### STATED GOAL
Collect every line of the entries below that contains the word "molding", matching case exactly.

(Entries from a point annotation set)
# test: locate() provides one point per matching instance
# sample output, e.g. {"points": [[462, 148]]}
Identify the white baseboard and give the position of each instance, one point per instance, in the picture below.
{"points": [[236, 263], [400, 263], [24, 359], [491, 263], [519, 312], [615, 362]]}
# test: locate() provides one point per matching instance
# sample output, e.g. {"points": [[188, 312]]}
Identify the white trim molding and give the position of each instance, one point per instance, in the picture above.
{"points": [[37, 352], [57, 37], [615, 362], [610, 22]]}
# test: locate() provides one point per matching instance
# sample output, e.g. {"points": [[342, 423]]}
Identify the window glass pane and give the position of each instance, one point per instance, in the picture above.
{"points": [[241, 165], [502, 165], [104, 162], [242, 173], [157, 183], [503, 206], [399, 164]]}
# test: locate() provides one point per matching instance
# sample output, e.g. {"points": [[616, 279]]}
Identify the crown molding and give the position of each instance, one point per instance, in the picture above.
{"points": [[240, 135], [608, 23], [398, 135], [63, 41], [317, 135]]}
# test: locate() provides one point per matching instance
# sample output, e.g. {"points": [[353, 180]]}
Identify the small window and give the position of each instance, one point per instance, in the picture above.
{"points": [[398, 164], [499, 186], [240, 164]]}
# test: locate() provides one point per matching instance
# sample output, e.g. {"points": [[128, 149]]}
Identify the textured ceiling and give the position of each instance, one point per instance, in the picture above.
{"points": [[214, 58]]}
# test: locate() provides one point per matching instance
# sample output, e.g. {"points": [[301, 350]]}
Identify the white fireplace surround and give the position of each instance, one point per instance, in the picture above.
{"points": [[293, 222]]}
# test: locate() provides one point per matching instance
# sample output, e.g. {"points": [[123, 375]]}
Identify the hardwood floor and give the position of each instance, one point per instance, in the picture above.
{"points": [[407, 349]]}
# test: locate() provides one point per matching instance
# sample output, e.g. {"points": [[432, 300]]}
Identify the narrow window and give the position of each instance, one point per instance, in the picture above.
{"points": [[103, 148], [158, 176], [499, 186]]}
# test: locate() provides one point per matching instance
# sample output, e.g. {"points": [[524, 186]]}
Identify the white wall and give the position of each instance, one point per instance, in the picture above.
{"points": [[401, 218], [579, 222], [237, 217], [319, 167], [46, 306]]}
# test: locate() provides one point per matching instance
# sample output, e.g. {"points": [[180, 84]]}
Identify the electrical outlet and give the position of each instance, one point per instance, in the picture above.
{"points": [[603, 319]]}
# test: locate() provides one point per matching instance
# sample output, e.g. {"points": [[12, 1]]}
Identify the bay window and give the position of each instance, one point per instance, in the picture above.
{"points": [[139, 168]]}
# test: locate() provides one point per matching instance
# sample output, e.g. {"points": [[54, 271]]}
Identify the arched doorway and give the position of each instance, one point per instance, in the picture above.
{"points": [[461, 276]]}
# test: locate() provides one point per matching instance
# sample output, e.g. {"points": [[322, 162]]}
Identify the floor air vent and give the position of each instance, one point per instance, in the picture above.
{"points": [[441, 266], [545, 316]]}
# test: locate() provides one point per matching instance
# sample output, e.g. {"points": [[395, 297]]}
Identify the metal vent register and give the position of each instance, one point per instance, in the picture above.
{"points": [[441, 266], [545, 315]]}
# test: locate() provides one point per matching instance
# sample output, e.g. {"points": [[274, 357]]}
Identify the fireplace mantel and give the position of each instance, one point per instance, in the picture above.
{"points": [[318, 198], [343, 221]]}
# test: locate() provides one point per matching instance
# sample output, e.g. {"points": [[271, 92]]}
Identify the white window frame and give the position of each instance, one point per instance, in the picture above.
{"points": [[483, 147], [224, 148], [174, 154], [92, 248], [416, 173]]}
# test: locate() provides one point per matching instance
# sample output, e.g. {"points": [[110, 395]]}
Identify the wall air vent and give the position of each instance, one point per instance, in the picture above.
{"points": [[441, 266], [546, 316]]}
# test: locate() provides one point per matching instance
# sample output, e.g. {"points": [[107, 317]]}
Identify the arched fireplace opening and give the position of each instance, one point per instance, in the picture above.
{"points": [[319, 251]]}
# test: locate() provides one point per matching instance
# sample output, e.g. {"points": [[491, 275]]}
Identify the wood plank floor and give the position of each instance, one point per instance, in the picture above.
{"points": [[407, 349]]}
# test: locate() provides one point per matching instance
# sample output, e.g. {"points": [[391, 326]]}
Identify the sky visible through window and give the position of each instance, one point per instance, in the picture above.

### RESULT
Identify the white trim molding and give the position of each instance, one point per instance, in the picture above.
Identify the crown molding and give the position of each instance, one point per instance, in the picture above.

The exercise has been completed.